**Written exercise**
Omit all images, then return the remaining material exactly as it stands.

**Material for this exercise**
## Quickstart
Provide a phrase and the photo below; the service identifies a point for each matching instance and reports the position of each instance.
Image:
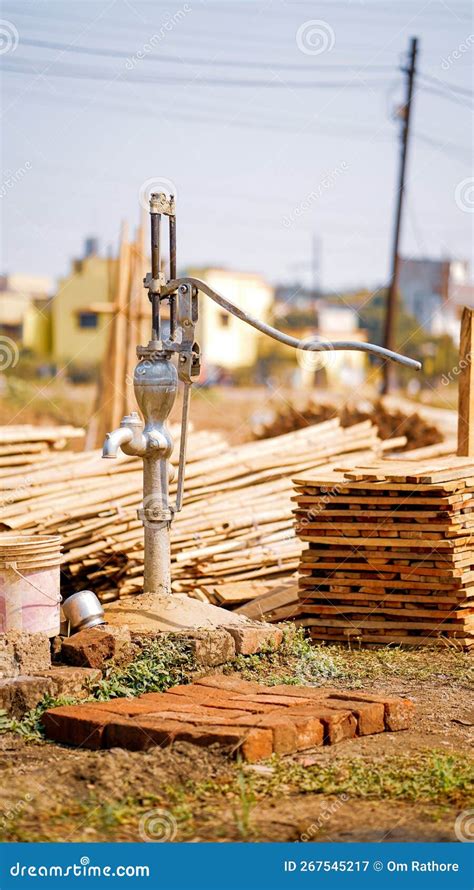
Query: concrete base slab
(161, 612)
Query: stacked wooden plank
(24, 444)
(391, 421)
(237, 523)
(391, 553)
(128, 326)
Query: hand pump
(155, 383)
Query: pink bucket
(30, 583)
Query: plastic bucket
(30, 583)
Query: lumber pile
(23, 445)
(237, 524)
(390, 556)
(391, 421)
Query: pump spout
(122, 436)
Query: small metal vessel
(83, 609)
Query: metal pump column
(156, 381)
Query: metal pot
(83, 609)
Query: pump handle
(311, 346)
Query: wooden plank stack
(22, 445)
(391, 553)
(237, 524)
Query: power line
(458, 100)
(93, 74)
(451, 88)
(189, 60)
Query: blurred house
(82, 308)
(226, 342)
(434, 292)
(332, 368)
(295, 297)
(25, 311)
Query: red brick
(215, 699)
(231, 684)
(88, 648)
(398, 711)
(138, 735)
(310, 731)
(370, 715)
(255, 744)
(338, 725)
(78, 725)
(284, 733)
(273, 701)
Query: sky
(273, 122)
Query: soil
(50, 792)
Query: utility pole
(392, 297)
(315, 266)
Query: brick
(229, 683)
(369, 715)
(72, 681)
(78, 725)
(254, 637)
(254, 744)
(398, 711)
(310, 731)
(338, 725)
(138, 734)
(284, 732)
(214, 699)
(137, 708)
(272, 701)
(89, 648)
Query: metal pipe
(313, 346)
(172, 229)
(155, 220)
(157, 561)
(121, 436)
(183, 446)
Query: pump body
(155, 384)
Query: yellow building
(25, 311)
(225, 341)
(82, 310)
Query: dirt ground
(406, 786)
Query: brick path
(253, 719)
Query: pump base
(160, 612)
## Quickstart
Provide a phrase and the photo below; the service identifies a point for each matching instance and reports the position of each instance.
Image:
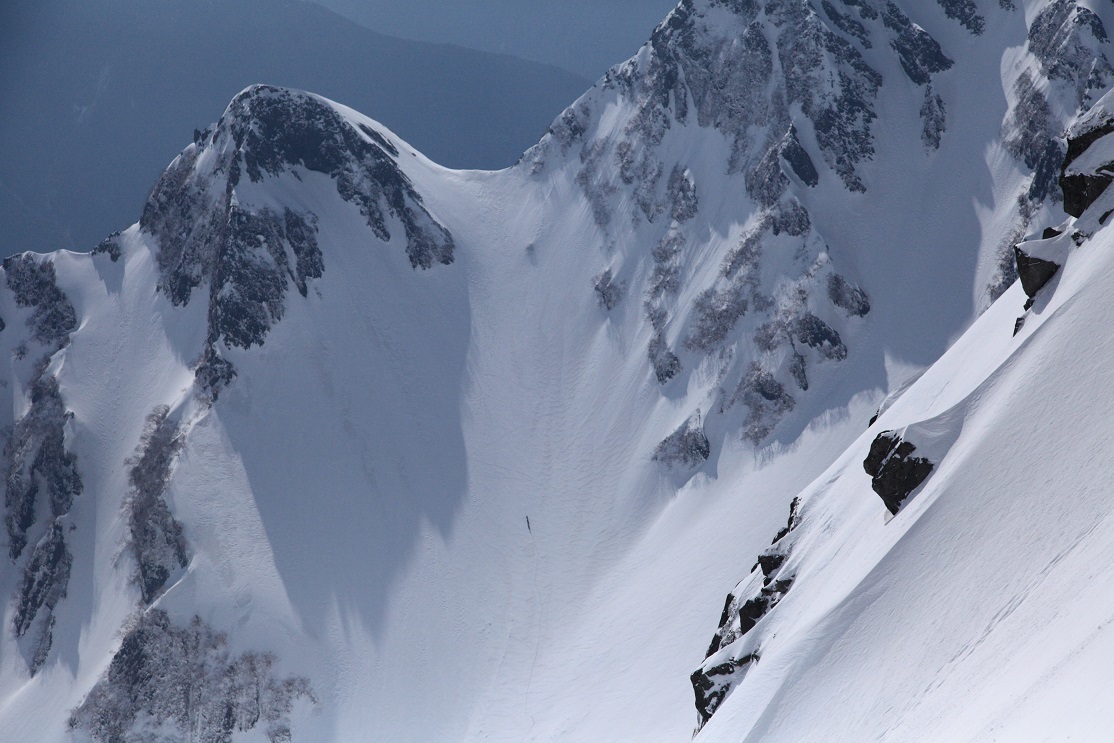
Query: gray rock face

**Result below**
## Quickstart
Provide a phrase and the photo below; the service identifies a point for each matching instance and reports the position of each instance.
Image:
Query: concrete base slab
(161, 612)
Query: stacked wooden plank
(24, 444)
(391, 421)
(237, 523)
(391, 553)
(128, 326)
Query: hand pump
(155, 383)
Query: pink bucket
(30, 583)
Query: plastic bucket
(30, 583)
Query: lumber pile
(23, 445)
(237, 524)
(390, 556)
(391, 421)
Query: pump spout
(122, 436)
Query: small metal vessel
(83, 609)
Query: metal pump column
(156, 381)
Query: metal pot
(83, 609)
Query: pump handle
(311, 346)
Query: wooden plank stack
(22, 445)
(391, 553)
(237, 524)
Query: power line
(458, 100)
(93, 74)
(451, 88)
(189, 60)
Query: blurred house
(82, 308)
(226, 342)
(434, 292)
(332, 368)
(295, 297)
(25, 311)
Query: red brick
(215, 699)
(231, 684)
(88, 648)
(398, 711)
(138, 735)
(310, 731)
(370, 715)
(255, 744)
(338, 725)
(78, 725)
(284, 733)
(273, 701)
Query: sky
(273, 122)
Query: soil
(50, 792)
Query: utility pole
(392, 297)
(315, 266)
Query: brick
(229, 683)
(369, 715)
(72, 681)
(78, 725)
(254, 637)
(254, 744)
(398, 711)
(310, 731)
(338, 725)
(138, 734)
(284, 732)
(214, 699)
(137, 708)
(272, 701)
(89, 648)
Query: metal pipe
(313, 346)
(172, 229)
(155, 220)
(157, 561)
(121, 436)
(183, 446)
Query: pump body
(155, 384)
Query: yellow building
(25, 311)
(225, 341)
(82, 310)
Query: dirt ground
(406, 786)
Query: brick path
(253, 719)
Query: pump base
(160, 612)
## Quickstart
Provide a phrase and the photo below; the service identifies a point for each matching instance and reports the position of each instance.
Image:
Query: gray rock face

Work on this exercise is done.